» **EXTRAIT DE PAGE**:
____

Elections locales : résistance du bipartisme traditionnel, renforcement de la gauche, néonazis et berlusconisme municipal

En remportant les deux principales villes du pays (Athènes, Thessalonique) et 11 des 13 régions, les candidats soutenus par la coalition gouvernementale de la Nouvelle démocratie (droite conservatrice) et du Pasok (parti socialiste), parviennent à limiter l’ampleur des dégâts.

Le principal parti d’opposition, Sy.riz.a (Coalition de la gauche radicale), remporte pour la première fois deux régions, en particulier l’Attique, la plus riche et la plus peuplée avec près de la moitié des habitants du pays. A Athènes, Sy.riz.a s’est qualifié au second tour et a perdu de peu la capitale, avec près de 49 % des votes.

Les néonazis d’Aube dorée confirment leur implantation en réalisant 16 % au premier tour des municipales à Athènes. Ils atteignent même près de 20% dans certains bureaux de votes de quartiers populaires tout en réalisant des scores à deux chiffres dans certains beaux quartiers de la capitale.

Les élections locales confirment également l’émergence d’un berlusconisme municipal avec l’élection au Pirée, le port d’Athènes, du vice-président du plus grand club de football du pays sur la liste duquel figurent le propriétaire actuel du club, le fils du précédent propriétaire et la fille d’un des anciens propriétaires du même club, le tout avec le soutien, non officiel, de l’Aube dorée… Ce phénomène n’est pas isolé étant donné qu’à Volos, le propriétaire du club de football local est également élu maire, avec un lourd passé juridique à son actif et le soutien d’une partie de la droite et de l’extrême droite.

____

» **INFORMATIONS AFFICHÉES**:
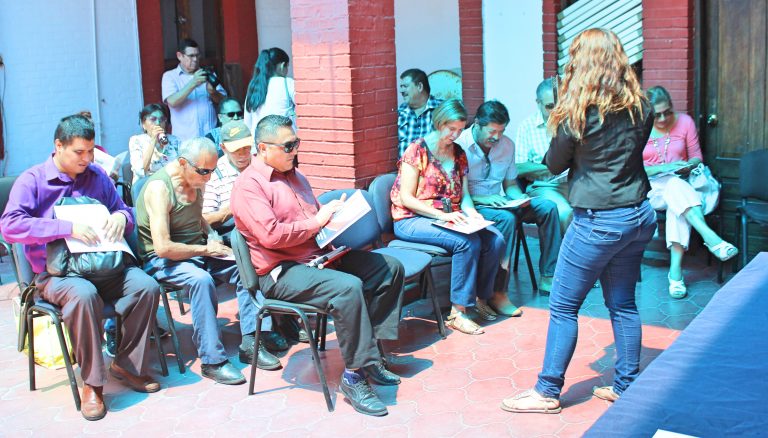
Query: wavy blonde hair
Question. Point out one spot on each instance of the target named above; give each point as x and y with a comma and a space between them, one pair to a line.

____

» **LA DEMANDE**: Pouvez-vous extraire du texte sur les élections locales le passage qui va de « Les néonazis d’Aube » à « de la capitale. », sans rien y changer ?

» **TÂCHE ACCOMPLIE**:
Les néonazis d’Aube dorée confirment leur implantation en réalisant 16 % au premier tour des municipales à Athènes. Ils atteignent même près de 20% dans certains bureaux de votes de quartiers populaires tout en réalisant des scores à deux chiffres dans certains beaux quartiers de la capitale.